═════ Data records ═════

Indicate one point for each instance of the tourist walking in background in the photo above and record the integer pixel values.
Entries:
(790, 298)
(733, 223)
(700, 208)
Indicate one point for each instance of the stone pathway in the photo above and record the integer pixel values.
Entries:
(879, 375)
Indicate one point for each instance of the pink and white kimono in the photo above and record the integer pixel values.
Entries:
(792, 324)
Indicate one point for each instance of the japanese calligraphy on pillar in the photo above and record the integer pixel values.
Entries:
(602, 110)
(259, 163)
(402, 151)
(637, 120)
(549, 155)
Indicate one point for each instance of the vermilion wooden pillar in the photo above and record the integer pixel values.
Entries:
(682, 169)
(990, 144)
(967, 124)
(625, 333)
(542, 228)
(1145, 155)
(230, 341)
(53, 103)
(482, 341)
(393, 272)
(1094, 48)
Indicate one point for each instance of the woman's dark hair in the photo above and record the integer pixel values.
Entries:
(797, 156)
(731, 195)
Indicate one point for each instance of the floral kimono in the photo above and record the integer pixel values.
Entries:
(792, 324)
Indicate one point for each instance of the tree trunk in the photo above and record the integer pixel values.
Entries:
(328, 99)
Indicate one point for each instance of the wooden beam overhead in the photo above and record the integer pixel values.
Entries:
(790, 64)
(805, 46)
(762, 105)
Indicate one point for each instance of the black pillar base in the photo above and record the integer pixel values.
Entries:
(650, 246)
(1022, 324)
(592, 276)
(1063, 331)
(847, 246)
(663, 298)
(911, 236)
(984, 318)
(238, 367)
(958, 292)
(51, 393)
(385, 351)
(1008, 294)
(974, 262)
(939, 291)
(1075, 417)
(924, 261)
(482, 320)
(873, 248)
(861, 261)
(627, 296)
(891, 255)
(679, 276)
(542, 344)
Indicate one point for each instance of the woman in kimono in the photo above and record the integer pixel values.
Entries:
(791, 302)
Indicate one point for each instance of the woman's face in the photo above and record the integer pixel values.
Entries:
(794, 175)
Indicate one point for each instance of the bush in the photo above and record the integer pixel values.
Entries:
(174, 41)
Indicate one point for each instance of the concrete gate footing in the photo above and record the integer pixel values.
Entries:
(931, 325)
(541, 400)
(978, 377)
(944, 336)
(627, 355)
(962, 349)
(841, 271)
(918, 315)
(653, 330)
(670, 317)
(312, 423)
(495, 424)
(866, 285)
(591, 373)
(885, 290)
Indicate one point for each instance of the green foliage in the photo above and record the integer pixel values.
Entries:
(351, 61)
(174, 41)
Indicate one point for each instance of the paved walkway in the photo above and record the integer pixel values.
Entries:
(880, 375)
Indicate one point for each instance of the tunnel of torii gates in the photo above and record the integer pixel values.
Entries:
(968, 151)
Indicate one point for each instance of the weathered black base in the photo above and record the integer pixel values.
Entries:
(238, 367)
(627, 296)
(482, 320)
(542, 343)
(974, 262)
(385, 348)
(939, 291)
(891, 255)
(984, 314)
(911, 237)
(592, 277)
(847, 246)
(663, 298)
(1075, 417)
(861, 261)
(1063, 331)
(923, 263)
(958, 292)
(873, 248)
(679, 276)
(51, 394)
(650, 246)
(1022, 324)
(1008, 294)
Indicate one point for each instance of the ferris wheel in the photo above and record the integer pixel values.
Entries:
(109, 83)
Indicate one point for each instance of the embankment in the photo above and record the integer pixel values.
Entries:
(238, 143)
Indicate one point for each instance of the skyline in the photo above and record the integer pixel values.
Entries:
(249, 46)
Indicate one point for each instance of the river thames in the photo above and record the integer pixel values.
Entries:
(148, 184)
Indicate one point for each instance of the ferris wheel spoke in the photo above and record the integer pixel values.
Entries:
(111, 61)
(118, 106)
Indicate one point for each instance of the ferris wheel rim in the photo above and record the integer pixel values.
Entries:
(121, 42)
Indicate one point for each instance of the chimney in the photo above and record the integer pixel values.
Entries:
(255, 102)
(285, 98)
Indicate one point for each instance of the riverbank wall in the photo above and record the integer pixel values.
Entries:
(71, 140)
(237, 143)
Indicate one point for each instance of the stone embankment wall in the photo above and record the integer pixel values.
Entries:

═════

▸ **Task details**
The entire set of records should be returned exactly.

▸ **Task answer**
Indicate one point for each instance of the tourist walking in background in the photo above and record the integer pixel values.
Entries:
(790, 298)
(733, 223)
(700, 208)
Indicate one point for each instance of the stone pathway in the photo above and record the integer pixel values.
Entries:
(879, 375)
Indicate one point for each instance of the pink and white kimono in the photo above and record the integer pixel values.
Entries:
(792, 324)
Indicate one point for each instance of the japanese calligraphy on pillar in the photo above and record the integer pixel values.
Entries:
(602, 110)
(259, 163)
(402, 151)
(637, 120)
(549, 155)
Indicate one point for each instance of the vermilion wooden pillar in the photo above and record the integer pixel values.
Entries:
(682, 169)
(990, 144)
(967, 124)
(625, 333)
(542, 228)
(1145, 155)
(230, 341)
(53, 103)
(482, 341)
(393, 272)
(1094, 48)
Indicate one point for each instance of the woman's dark hair in the photo above and record the integer pixel values.
Entries:
(797, 156)
(731, 195)
Indicate one point for each instance of the floral kimono in the photo above and record the integer pixel values.
Entries:
(792, 324)
Indicate one point for each instance of the tree trunk in the photo above and record the integer pixel values.
Entries:
(328, 99)
Indicate one point for each instance of the wooden beam overhead in the photo above and record the integer pixel values.
Entries:
(790, 64)
(805, 46)
(762, 105)
Indicate one point for each instance of the black pillar base in the photo above and record the integer pixel values.
Entries:
(650, 246)
(1022, 324)
(592, 276)
(1063, 331)
(847, 246)
(663, 298)
(911, 236)
(984, 318)
(238, 367)
(958, 292)
(51, 393)
(385, 351)
(1008, 294)
(974, 262)
(939, 291)
(1075, 417)
(924, 261)
(482, 320)
(873, 248)
(861, 261)
(627, 296)
(891, 255)
(679, 276)
(542, 344)
Indicate one point for each instance of the woman in kimono in the photo above and record the integer pixel values.
Entries:
(791, 302)
Indicate one point for each instance of the woman's face in the photo above and record the integer pixel values.
Entries:
(794, 175)
Indicate one point for each instance of the bush in the photo above and record the integer pixel values.
Entries:
(174, 41)
Indicate one point for each instance of the concrete gate footing in the photo above and record the integer pixel values.
Entries:
(931, 325)
(541, 400)
(978, 377)
(944, 336)
(627, 355)
(962, 349)
(841, 271)
(918, 315)
(653, 330)
(670, 317)
(312, 423)
(495, 424)
(866, 285)
(591, 373)
(885, 290)
Indicate one point for each instance of the green foliage in the photo above and record the integer pixel values.
Entries:
(351, 61)
(174, 41)
Indicate one point for each instance of the paved walkway in the photo above and record the integer pixel values.
Entries:
(880, 375)
Indicate one point for each instance of the tunnel of torii gates in the photo above and record the integer pixel values.
Entries:
(968, 151)
Indicate one point for each instance of the weathered black base in the photo above and record the integer pixel values.
Entries:
(238, 367)
(627, 296)
(482, 320)
(542, 343)
(974, 262)
(385, 348)
(939, 291)
(891, 255)
(984, 314)
(911, 237)
(592, 277)
(847, 246)
(663, 298)
(1075, 417)
(861, 261)
(1063, 331)
(923, 263)
(958, 292)
(873, 248)
(679, 276)
(51, 394)
(650, 246)
(1022, 324)
(1008, 294)
Indicate one point for each instance of the ferris wheel in the photo above and record the integer pixel values.
Entries:
(109, 83)
Indicate one point for each instance of the embankment in the photo above and record the integer pixel values.
Entries:
(238, 143)
Indicate one point for each instance of the skyline in the photo above and record the integer pixel values.
Entries:
(249, 46)
Indicate one point for each instance of the river thames in the photo above and record the integer pixel values.
Entries:
(148, 184)
Indicate one point for each instance of the ferris wheel spoke in the photo above and record the integer pixel values.
Entries:
(111, 61)
(118, 106)
Indicate one point for each instance of the ferris wheel rim in the photo above and record the integer pixel values.
Entries:
(121, 42)
Indicate one point for each instance of the chimney in the photo above and record the integer pixel values.
Entries:
(255, 102)
(285, 98)
Indicate one point for each instance of the riverbank wall in the photo above and record the integer pixel values.
Entries:
(71, 140)
(237, 143)
Indicate one point for each instance of the stone embankment wall in the photo above and record the integer pixel values.
Entries:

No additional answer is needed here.